요청 사항 » "Reviewer note: every instance of the wood grain"이 들어 있는 줄에서 시작해 "pixel 190 88"가 들어 있는 줄에서 끝나는 줄들만 수정해 주세요. "Reviewer note"를 "Annotator note"로 바꾸고 나머지는 그대로 둡니다.

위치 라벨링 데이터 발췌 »
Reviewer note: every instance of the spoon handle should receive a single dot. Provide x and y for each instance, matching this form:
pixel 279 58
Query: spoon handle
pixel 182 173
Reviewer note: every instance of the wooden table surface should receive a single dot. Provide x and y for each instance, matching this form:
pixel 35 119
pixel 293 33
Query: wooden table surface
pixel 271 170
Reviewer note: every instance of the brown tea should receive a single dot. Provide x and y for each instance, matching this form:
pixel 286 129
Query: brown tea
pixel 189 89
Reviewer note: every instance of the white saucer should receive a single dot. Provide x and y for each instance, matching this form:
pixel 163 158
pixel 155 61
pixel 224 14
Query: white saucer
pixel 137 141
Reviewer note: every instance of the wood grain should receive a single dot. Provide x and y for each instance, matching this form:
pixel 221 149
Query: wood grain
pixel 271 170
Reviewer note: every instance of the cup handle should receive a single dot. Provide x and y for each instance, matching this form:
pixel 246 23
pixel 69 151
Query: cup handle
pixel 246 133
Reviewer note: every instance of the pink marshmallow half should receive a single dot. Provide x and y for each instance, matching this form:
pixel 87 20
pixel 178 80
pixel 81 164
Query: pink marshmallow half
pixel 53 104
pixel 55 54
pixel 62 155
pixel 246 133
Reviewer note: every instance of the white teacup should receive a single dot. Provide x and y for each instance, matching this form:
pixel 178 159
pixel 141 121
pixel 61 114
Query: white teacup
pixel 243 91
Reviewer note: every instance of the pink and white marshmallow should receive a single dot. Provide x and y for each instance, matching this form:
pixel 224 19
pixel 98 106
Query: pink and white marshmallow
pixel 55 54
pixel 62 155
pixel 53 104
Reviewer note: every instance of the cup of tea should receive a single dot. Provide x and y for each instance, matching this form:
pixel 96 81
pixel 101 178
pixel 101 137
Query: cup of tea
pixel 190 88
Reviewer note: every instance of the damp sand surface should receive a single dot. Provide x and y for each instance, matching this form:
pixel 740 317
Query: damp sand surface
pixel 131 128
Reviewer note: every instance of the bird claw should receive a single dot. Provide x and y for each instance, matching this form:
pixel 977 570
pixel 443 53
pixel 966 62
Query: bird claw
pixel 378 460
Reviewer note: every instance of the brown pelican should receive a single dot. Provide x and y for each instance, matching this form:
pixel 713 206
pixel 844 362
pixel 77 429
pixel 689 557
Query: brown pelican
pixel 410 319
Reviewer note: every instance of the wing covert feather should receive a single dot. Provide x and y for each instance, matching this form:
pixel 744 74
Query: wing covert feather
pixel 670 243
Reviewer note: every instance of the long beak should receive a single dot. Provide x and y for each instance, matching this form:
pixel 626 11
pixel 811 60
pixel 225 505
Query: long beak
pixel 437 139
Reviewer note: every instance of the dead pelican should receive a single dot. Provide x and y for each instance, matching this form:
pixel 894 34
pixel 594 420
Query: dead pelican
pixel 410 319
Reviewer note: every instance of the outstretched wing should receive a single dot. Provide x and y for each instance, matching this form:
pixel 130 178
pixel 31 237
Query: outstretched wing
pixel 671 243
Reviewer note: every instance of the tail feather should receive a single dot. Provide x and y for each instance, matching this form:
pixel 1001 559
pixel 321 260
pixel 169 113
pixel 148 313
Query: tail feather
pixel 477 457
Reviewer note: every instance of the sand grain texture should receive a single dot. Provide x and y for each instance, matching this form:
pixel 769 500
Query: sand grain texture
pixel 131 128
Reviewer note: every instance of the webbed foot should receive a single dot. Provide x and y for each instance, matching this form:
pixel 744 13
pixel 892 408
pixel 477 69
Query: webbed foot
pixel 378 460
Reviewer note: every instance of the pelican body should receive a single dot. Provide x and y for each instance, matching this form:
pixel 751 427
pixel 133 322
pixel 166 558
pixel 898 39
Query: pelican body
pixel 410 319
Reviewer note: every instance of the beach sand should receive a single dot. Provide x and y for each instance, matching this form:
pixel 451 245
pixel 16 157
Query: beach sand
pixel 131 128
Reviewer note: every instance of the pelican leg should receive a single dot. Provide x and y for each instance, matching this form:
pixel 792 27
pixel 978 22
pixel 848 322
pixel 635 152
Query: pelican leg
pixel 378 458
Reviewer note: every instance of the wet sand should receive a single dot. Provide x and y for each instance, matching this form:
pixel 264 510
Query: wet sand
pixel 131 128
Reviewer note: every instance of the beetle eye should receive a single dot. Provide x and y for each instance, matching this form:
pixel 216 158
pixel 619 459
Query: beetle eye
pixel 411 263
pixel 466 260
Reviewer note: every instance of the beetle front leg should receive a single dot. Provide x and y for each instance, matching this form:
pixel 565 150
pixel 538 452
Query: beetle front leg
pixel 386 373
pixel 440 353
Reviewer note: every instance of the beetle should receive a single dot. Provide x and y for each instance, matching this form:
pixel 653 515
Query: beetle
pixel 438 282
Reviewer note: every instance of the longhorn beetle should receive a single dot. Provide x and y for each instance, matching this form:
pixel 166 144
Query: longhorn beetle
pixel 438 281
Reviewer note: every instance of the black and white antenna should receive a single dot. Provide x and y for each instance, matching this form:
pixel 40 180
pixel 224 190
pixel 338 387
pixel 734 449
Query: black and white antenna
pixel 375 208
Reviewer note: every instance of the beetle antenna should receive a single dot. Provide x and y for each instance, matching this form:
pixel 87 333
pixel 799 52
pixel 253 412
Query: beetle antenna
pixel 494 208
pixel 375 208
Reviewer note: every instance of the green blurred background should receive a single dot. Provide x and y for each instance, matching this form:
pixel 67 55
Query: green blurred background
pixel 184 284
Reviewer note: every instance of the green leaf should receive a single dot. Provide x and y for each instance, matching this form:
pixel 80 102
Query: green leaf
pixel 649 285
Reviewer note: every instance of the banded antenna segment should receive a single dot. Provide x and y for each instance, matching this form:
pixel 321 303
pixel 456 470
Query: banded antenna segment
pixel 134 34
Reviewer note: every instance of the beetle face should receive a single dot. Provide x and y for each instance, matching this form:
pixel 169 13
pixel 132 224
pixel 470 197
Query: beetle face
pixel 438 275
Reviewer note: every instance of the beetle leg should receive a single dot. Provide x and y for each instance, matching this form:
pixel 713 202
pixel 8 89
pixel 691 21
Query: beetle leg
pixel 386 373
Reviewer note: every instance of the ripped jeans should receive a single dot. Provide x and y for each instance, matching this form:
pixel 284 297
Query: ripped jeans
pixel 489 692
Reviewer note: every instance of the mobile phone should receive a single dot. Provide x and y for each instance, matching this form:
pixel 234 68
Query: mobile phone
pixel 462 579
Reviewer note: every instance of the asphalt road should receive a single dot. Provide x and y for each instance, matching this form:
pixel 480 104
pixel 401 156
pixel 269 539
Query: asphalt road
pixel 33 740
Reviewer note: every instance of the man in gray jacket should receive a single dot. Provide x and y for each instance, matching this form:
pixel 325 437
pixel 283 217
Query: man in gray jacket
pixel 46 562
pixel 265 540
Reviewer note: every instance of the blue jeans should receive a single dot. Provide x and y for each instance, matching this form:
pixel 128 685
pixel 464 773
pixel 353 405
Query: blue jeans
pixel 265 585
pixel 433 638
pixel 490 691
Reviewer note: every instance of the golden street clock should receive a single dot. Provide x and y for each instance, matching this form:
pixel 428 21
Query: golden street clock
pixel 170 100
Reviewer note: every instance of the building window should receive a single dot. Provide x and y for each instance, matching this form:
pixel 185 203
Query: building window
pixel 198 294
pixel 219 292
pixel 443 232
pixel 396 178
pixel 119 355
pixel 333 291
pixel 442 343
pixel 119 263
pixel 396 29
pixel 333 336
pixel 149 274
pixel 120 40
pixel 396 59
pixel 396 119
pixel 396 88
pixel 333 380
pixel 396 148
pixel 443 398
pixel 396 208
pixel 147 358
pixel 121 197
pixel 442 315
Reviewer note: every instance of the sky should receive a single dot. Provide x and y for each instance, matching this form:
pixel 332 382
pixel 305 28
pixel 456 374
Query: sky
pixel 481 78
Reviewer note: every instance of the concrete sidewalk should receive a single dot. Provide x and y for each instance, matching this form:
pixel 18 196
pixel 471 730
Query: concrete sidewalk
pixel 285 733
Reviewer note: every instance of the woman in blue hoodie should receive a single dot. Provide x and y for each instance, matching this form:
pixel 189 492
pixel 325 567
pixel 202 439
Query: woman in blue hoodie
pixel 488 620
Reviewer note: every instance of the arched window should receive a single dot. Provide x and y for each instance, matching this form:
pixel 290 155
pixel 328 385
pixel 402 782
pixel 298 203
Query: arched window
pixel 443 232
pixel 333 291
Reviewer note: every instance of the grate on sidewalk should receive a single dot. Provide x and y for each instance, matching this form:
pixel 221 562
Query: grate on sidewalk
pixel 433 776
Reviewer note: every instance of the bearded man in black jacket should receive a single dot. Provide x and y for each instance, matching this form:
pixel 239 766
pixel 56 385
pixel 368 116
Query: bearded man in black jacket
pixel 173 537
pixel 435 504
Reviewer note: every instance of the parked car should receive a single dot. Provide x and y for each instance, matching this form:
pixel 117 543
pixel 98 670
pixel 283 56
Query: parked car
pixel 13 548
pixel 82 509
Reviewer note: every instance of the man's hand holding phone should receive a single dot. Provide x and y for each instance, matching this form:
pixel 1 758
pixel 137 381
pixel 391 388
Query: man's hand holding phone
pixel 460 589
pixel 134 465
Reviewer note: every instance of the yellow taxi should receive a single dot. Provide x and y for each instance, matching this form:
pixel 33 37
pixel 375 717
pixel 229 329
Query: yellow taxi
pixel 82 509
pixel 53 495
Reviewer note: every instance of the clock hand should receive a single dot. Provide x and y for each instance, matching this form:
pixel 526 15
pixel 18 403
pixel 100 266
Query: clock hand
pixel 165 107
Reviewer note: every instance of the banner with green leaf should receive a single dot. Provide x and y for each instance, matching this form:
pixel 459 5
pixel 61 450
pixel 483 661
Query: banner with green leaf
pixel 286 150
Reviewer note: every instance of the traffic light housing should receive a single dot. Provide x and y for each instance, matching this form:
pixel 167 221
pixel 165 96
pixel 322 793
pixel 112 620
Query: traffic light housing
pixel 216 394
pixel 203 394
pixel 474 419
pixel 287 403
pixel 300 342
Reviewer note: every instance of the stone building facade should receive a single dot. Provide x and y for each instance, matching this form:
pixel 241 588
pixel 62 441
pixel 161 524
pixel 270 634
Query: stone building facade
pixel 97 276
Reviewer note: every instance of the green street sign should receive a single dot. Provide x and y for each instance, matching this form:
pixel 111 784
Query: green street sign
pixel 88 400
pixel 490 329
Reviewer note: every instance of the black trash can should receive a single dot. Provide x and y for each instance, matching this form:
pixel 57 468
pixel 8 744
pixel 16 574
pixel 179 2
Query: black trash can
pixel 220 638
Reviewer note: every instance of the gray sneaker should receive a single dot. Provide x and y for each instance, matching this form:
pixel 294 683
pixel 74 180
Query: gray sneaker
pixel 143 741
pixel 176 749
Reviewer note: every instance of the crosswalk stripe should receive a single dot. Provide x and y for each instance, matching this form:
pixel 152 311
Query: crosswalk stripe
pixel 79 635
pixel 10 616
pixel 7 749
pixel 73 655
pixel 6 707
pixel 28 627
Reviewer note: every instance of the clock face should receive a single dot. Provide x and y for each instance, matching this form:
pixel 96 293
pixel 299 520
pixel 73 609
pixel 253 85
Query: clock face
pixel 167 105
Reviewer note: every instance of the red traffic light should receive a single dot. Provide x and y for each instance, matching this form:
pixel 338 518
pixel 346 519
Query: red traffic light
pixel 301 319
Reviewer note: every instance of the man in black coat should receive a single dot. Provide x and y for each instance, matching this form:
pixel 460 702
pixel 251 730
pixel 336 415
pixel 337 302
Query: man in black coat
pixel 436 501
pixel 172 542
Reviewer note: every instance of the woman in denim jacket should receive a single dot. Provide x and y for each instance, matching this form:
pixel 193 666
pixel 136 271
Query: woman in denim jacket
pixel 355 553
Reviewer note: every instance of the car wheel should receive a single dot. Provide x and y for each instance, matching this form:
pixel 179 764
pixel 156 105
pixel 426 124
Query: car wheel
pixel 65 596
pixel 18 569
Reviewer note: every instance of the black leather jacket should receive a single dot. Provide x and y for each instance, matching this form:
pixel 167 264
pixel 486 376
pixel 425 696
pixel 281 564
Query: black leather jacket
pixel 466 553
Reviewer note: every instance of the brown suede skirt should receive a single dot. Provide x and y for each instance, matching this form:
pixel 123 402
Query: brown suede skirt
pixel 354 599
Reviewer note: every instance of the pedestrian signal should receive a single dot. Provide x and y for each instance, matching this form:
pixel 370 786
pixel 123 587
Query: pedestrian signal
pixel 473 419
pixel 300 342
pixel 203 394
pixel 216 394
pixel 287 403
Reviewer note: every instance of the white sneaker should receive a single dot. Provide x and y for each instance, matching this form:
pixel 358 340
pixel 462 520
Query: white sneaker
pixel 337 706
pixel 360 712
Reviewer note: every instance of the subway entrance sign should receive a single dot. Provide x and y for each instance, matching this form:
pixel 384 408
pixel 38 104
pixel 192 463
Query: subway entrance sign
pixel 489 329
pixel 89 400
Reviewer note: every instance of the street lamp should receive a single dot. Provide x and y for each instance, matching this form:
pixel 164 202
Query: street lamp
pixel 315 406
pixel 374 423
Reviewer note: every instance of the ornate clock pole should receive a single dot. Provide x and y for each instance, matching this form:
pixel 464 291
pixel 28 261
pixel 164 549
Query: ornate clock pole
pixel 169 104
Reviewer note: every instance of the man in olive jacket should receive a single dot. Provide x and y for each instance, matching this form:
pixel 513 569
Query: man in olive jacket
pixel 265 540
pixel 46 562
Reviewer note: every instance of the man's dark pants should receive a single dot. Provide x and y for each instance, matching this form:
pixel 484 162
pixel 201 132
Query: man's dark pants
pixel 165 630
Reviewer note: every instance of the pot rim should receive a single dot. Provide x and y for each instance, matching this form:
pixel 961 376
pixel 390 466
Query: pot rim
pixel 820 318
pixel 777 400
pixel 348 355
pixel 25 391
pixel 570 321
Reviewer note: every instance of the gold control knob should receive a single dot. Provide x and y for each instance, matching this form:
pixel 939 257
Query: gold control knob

작업 결과 »
Annotator note: every instance of the wood grain should receive a single dot. Provide x and y for each instance, matching this form:
pixel 221 149
Query: wood grain
pixel 271 170
Annotator note: every instance of the cup handle should receive a single dot. Provide x and y for each instance, matching this form:
pixel 246 23
pixel 69 151
Query: cup handle
pixel 246 133
Annotator note: every instance of the pink marshmallow half should receive a single dot. Provide x and y for each instance, matching this form:
pixel 87 20
pixel 178 80
pixel 81 164
Query: pink marshmallow half
pixel 53 104
pixel 55 54
pixel 62 155
pixel 246 133
Annotator note: every instance of the white teacup should receive a single dot. Provide x and y for each instance, matching this form:
pixel 178 159
pixel 141 121
pixel 61 114
Query: white teacup
pixel 243 91
Annotator note: every instance of the pink and white marshmallow should receive a single dot. Provide x and y for each instance, matching this form:
pixel 224 19
pixel 98 106
Query: pink and white marshmallow
pixel 55 54
pixel 62 155
pixel 53 104
Annotator note: every instance of the cup of tea should receive a single dot. Provide x and y for each instance, matching this form:
pixel 96 81
pixel 101 178
pixel 101 137
Query: cup of tea
pixel 190 88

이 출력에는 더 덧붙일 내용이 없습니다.